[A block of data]
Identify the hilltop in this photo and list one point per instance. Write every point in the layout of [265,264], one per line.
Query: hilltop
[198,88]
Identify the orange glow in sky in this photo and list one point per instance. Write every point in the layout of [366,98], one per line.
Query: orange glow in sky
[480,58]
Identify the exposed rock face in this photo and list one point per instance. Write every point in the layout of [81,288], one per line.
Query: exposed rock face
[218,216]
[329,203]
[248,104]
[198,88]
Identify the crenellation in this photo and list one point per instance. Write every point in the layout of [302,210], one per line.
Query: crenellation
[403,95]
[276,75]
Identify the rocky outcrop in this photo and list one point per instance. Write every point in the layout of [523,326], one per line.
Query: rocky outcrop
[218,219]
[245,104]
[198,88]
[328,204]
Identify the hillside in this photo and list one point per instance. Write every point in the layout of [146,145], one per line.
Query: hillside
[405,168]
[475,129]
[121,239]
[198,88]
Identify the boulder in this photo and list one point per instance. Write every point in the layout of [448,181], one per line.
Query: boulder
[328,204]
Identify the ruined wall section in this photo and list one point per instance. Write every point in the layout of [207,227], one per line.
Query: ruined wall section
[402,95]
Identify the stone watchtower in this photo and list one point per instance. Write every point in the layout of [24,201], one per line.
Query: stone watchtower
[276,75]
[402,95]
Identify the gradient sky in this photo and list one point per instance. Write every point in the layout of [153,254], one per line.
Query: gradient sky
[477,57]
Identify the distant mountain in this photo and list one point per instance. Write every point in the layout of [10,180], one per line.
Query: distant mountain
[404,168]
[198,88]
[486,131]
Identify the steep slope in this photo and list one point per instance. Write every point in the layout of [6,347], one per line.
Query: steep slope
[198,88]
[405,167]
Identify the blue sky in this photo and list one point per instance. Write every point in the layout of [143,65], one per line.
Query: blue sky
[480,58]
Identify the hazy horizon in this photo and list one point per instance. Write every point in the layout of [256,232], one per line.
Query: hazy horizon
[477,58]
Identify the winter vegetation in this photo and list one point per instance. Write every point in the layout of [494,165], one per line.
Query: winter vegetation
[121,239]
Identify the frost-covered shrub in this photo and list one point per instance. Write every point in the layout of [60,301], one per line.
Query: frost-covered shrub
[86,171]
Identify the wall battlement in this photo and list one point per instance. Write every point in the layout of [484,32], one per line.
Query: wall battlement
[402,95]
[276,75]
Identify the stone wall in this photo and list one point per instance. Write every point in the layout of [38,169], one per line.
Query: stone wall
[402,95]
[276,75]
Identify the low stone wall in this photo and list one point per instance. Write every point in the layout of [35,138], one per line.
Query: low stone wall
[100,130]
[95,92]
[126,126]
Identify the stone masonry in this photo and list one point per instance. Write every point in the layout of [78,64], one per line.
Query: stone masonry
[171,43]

GIVEN EXERCISE:
Reproduce the complete data exactly as presented above.

SOLUTION:
Identify the hilltop in this photo and list one point per instance. Write every point in the layout of [265,264], one per line.
Query: hilltop
[198,88]
Identify the orange glow in sky in this photo and list one point per instance. Write every point in the layout of [366,98], one per line.
Query: orange glow in sky
[480,58]
Identify the exposed rock face in this photo and list one point per instance. Write every point in the layout of [81,288], one per line.
Query: exposed rock face
[218,216]
[329,203]
[248,104]
[198,88]
Identify the crenellation in this photo and list one point per instance. Write every point in the layout of [302,210], one per line.
Query: crenellation
[403,95]
[276,75]
Identify the rocky outcrop in this photo and list one point per instance. Write every point in the layout of [523,326], one per line.
Query: rocky outcrop
[218,219]
[245,104]
[198,88]
[328,204]
Identify the hillside in this photo and list one point per instance. Write every point in the layout of [146,145], one per line.
Query: hillside
[405,168]
[475,129]
[121,239]
[198,88]
Identify the boulder in this photo and list one point per instance. Write every point in the layout of [448,181], one per line.
Query: boulder
[328,204]
Identify the ruined wall section in this photo and list one point per instance. Write every point in the layout of [207,227], one per line.
Query: ruined wall section
[402,95]
Identify the stone watchtower in this photo and list one point per instance. Write every point in the layout of [24,201], one per line.
Query: stone watchtower
[276,75]
[402,95]
Identify the gradient sky in this photo and list one point per instance. Write every point in the layout of [153,254], one per line.
Query: gradient sky
[477,57]
Identify the distant mountain in this photo and list one point per instance. Write every point in the layout of [10,180], one per line.
Query: distant mountain
[404,168]
[198,88]
[486,131]
Identify the steep slope in this photo and list one point per instance. Write every point in the layout of [6,347], one per line.
Query: steep slope
[198,88]
[405,167]
Identify the blue sky in this photo and list one point per instance. Write every point in the layout of [143,65], one per line.
Query: blue sky
[480,58]
Identify the hazy horizon in this photo and list one point per instance. Write every point in the layout of [256,232], one per line.
Query: hazy horizon
[477,58]
Identify the winter vegetation in this photo and list one point per instance. Write every point in the layout of [494,165], one per line.
Query: winter vegetation
[121,239]
Identify the frost-covered shrub in this photo and list one point per instance. Write every point in the layout of [60,301], one per line.
Query: frost-covered shrub
[86,171]
Identify the wall battlement in this photo and list one point per instance. Write every point in the layout of [484,32], one per line.
Query: wall battlement
[402,95]
[276,75]
Identify the stone wall in this photo and list one point per instance. Write every point in the layout of [38,169], one per line.
Query: stone wall
[402,95]
[276,75]
Identify the low stone wall in this photo and list one point per instance. Write every point in the layout of [35,138], one per line.
Query: low stone wall
[100,130]
[95,92]
[126,126]
Identify the stone masonry in this photo and list one point per instance. Write every point in the layout of [78,64], one per line.
Query: stone masonry
[171,43]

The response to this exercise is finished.